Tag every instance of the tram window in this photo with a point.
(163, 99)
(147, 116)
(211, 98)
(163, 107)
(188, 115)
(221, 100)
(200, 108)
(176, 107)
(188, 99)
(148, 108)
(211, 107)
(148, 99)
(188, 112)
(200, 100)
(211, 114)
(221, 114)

# [Exercise instructions]
Change "tram" to "train" throughout the material above and leave everything else the same.

# [Output of the exercise]
Tag every instance of the train window in this photo with a point.
(163, 99)
(147, 116)
(211, 98)
(163, 107)
(188, 115)
(221, 100)
(200, 108)
(176, 107)
(188, 99)
(148, 108)
(211, 107)
(148, 99)
(188, 112)
(200, 100)
(211, 114)
(221, 114)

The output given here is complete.